If a line of the listing contains the string "wall", return that line.

======== Supplied records ========

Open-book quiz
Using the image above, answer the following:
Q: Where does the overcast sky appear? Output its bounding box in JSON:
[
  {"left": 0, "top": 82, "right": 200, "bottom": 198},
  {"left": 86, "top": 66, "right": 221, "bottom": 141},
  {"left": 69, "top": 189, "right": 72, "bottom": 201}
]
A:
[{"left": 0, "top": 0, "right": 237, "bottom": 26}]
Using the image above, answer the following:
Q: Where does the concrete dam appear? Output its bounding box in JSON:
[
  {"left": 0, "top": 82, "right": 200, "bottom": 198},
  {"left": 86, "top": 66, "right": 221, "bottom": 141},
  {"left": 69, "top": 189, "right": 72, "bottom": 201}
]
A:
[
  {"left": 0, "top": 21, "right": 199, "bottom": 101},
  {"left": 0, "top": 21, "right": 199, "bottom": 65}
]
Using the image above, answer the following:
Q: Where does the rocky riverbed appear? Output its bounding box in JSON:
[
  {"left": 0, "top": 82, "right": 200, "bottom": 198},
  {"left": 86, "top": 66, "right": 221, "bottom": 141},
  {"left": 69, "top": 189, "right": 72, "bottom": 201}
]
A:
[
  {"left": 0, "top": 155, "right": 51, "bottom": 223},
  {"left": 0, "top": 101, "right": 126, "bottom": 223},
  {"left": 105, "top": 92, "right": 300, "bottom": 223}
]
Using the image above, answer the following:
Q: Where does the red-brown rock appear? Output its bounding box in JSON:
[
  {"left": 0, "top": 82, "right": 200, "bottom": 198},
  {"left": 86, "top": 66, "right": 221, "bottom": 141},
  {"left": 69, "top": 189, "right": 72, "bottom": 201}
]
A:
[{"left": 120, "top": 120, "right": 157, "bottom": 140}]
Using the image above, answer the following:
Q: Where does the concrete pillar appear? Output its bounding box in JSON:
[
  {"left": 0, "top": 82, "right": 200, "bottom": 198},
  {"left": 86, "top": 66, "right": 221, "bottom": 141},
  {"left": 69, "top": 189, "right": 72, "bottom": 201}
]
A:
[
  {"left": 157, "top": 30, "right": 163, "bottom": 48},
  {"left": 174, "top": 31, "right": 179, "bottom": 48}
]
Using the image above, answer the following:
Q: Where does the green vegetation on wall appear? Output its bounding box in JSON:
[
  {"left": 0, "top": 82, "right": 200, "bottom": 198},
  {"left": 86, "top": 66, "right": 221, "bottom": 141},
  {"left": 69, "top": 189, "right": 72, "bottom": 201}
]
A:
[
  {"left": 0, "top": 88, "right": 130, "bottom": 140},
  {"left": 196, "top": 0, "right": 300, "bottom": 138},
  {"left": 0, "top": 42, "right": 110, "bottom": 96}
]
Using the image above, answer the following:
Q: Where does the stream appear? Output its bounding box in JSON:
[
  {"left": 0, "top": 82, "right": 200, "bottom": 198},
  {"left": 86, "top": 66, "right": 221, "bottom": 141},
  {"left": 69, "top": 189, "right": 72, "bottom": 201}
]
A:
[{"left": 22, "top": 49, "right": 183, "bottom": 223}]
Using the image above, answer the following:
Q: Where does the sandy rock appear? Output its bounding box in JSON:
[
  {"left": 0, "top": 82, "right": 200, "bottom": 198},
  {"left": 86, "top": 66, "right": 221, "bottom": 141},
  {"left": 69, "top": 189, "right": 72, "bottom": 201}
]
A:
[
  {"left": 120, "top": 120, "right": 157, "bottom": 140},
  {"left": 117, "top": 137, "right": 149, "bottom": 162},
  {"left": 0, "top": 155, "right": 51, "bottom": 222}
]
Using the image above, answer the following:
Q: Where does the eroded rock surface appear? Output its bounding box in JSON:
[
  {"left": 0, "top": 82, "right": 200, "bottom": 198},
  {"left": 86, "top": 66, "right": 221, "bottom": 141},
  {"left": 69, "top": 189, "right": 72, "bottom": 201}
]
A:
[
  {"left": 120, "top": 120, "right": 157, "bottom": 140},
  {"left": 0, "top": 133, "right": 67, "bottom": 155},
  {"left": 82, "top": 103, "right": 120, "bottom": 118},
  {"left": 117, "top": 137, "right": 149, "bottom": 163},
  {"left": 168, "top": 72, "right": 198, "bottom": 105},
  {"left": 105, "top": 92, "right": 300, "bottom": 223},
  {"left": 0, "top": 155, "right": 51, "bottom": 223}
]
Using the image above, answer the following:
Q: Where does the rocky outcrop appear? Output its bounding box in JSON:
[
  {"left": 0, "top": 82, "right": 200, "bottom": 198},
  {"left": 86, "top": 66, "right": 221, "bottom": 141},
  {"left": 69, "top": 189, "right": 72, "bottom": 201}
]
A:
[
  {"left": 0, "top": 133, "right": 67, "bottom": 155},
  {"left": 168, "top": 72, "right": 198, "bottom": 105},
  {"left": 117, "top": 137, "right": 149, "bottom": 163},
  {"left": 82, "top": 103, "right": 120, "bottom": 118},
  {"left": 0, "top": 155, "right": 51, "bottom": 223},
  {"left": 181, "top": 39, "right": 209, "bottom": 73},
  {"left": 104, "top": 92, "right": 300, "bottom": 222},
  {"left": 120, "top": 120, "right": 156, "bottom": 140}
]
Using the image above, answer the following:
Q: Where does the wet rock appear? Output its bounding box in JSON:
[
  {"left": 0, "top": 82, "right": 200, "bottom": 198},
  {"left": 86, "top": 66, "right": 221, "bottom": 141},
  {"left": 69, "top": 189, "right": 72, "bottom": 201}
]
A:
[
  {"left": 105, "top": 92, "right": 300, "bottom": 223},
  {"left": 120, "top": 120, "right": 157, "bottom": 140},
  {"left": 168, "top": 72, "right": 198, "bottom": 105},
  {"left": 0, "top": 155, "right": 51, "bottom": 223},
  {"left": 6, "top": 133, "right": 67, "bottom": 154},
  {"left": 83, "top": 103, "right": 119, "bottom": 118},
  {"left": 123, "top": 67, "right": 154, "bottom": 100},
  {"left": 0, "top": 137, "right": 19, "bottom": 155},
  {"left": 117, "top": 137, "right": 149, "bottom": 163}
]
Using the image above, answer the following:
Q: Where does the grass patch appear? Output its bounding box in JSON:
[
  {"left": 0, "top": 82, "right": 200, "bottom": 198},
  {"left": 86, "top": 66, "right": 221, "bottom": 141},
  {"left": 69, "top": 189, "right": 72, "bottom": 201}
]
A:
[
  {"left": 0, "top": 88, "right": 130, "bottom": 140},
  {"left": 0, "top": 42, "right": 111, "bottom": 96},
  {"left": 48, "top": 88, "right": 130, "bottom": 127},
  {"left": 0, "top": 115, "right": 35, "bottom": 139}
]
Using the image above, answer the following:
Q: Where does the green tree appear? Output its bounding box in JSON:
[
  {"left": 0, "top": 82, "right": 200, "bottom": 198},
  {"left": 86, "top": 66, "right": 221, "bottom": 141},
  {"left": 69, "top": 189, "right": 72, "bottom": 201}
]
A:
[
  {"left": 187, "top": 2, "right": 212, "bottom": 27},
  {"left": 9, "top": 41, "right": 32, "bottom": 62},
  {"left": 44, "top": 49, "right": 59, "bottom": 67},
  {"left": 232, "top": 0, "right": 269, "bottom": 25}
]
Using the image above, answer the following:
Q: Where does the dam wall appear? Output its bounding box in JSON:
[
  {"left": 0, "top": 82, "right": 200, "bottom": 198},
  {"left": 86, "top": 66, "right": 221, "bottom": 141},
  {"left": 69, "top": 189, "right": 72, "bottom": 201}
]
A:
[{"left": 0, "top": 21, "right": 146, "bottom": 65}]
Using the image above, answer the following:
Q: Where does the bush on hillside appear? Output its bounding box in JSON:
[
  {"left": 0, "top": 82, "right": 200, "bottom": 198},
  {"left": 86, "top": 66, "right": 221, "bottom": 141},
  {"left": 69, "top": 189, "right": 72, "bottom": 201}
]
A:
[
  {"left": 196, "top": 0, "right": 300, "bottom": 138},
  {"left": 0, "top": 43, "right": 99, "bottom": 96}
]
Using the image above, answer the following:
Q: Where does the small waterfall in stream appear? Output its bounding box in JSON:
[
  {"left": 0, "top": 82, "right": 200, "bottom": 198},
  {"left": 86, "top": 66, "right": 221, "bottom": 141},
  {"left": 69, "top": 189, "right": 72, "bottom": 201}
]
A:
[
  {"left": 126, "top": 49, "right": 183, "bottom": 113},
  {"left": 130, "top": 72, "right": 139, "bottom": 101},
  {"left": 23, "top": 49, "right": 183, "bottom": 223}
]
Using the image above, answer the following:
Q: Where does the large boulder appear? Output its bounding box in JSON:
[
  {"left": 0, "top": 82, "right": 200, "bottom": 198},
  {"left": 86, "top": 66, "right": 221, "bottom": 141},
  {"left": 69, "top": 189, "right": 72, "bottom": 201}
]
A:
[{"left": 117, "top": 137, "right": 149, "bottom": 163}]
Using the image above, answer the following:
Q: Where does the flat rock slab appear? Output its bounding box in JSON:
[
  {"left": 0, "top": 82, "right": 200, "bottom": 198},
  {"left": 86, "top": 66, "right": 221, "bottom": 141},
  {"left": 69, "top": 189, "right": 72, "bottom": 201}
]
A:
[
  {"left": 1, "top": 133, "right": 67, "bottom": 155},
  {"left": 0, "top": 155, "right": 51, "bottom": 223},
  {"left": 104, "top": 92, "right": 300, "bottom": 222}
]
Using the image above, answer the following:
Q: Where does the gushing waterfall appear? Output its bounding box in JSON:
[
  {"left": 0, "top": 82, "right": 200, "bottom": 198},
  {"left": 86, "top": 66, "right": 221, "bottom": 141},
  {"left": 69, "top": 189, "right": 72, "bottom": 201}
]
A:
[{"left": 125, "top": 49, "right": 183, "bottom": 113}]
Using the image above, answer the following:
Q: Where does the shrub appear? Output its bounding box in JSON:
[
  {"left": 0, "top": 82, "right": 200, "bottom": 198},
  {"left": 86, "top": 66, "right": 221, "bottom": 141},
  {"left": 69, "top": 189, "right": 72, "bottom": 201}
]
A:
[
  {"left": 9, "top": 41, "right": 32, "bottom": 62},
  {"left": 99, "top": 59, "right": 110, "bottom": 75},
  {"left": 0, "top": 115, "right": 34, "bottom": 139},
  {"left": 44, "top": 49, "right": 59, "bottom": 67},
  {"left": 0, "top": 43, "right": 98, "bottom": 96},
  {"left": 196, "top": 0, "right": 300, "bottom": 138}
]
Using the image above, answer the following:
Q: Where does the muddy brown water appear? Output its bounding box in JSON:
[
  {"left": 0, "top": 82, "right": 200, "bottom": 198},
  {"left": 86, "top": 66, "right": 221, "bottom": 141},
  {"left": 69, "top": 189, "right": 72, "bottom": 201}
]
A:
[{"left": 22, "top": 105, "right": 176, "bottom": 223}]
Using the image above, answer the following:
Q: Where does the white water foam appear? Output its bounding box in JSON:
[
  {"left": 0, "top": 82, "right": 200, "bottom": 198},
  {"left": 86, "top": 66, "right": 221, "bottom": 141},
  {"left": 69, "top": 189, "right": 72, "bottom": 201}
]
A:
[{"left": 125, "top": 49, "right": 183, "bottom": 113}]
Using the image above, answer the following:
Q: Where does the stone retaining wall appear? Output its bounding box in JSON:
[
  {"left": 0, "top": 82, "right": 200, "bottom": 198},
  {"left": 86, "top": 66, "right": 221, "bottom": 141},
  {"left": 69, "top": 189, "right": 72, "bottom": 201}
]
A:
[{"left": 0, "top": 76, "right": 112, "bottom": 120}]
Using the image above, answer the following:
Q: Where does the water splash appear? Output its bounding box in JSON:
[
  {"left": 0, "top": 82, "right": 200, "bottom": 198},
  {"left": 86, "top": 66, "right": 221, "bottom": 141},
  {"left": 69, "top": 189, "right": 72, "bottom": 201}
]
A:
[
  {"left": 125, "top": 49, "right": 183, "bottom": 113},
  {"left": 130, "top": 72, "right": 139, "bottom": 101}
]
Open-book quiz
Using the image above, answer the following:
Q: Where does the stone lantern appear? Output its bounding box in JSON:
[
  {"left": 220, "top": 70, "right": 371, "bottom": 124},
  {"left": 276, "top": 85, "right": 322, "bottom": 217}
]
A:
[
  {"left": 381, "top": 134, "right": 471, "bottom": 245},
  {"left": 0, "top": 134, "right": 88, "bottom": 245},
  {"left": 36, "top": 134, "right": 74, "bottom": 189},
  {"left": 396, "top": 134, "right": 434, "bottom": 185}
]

========

▶ _Solution to this exercise_
Q: Where does the green vegetation on wall appear? Output its bounding box in JSON:
Q: Where does the dam wall appear? Output its bounding box in JSON:
Q: Where does the stone retaining wall appear? Output its bounding box in JSON:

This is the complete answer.